## Task description
Copy the listing below line for line, leaving out the pictures.

◆ ◆ ◆

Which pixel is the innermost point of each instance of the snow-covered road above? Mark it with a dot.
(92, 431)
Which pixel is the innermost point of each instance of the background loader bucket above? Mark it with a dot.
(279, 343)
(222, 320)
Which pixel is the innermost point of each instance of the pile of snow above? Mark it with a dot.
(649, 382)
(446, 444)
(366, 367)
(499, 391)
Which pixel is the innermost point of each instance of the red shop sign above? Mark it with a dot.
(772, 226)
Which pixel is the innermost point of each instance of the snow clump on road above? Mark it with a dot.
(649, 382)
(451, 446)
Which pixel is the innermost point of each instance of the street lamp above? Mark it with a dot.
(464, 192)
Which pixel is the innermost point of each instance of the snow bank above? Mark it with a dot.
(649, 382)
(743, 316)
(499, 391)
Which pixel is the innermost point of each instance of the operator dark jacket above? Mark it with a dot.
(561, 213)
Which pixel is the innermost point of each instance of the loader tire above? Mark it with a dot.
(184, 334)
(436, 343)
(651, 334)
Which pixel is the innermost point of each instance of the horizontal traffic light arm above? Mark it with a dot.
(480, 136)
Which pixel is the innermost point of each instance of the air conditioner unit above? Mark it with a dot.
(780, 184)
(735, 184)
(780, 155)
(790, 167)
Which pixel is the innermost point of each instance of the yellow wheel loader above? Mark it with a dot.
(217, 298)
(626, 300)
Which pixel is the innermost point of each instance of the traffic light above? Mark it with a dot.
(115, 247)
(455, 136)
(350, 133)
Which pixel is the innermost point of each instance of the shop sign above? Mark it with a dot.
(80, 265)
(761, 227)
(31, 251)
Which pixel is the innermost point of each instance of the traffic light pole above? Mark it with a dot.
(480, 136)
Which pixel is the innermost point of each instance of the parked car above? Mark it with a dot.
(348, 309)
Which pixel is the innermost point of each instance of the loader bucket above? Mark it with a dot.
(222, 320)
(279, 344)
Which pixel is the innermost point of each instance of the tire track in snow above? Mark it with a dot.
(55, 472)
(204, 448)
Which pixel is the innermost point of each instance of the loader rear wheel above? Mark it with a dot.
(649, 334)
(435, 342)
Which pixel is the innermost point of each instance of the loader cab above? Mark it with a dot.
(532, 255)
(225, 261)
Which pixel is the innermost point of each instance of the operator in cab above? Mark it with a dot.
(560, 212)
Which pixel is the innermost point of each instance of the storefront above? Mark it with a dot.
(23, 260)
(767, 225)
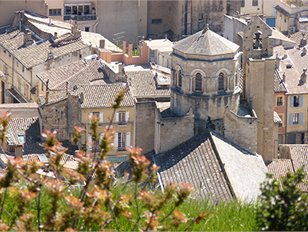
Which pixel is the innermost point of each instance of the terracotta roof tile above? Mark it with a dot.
(280, 167)
(195, 162)
(96, 96)
(36, 53)
(143, 85)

◆ ◆ ◆

## Reply to the exercise
Which pixel is the innermost point of each instance of the snow-covered road above? Mark it with a dot.
(92, 431)
Which pixel is the innermost point of each instance of the background loader bucket above? Mark it with a dot.
(279, 343)
(222, 320)
Which pixel is the innermost point of each instance of the pile of snow above? Mark it with a dot.
(649, 382)
(446, 444)
(366, 367)
(499, 391)
Which pixel is the innermost point of each instance of the red shop sign above? Mark it with a dot.
(772, 226)
Which pixel is the innermost point of each instance of the snow clump on road above? Mark it with a dot.
(649, 382)
(451, 446)
Which pixel is the innermost point of each instance of the street lamp above? Mark it with a dot.
(464, 192)
Which pixel is the innermost point of each instance of the snow bank above? Mark it with a dot.
(649, 382)
(743, 316)
(499, 391)
Which pixel is the innermost point of each instance of the operator dark jacket above? Mark it with a dot.
(561, 213)
Which pixel is the innermost point of each instance of the loader tire above? Mark it with a dot.
(184, 334)
(436, 343)
(651, 334)
Which pixel is the innermost point of each instance of the horizontal traffic light arm above? Mark it with a dot.
(480, 136)
Which pixel is the innermost point of each instance of the air conditioner unit above? Mark it with a dot.
(780, 184)
(735, 184)
(780, 155)
(790, 167)
Which pixel is the innermost point of each instance of the yellow wheel loader above? Mark it with a dot.
(217, 298)
(626, 300)
Which pixel is the innermost point of each instance of the traffic light above? Mark it with a dot.
(115, 247)
(455, 136)
(350, 133)
Which pixel is the innermost point of each instance of the shop sign above? Mark it with a dot.
(80, 265)
(761, 227)
(31, 251)
Which pixel is the innermost point of each instance of the traffic light pole above? Mark it with a dot.
(480, 136)
Which pixel is the innermost point of each instance of the parked car above? Mark it with a dot.
(348, 309)
Which pixel is the innermost point of each instance of the loader bucket above? Mark it with a dot.
(222, 320)
(279, 344)
Which pixel is the innermost point of each instance of the tire track in snow above? Mark it with a dot.
(55, 472)
(204, 448)
Which pixel is the innermost point of each instance of the loader rear wheel above? Mark it with a dot.
(649, 334)
(435, 342)
Which pixel is the innermost point of each instance of the loader cab above? Mark it with a dot.
(532, 255)
(225, 261)
Which pixel is the innermost point of each instance of the operator in cab above? Mark it with a dot.
(560, 212)
Which pixel is the innermost point of each instance of the storefront above? Mark it with a dot.
(23, 260)
(767, 225)
Which pixel is the innermost point of each instance of the terracotta roof tile above? Mark it with a dot.
(280, 167)
(195, 162)
(96, 96)
(36, 53)
(143, 85)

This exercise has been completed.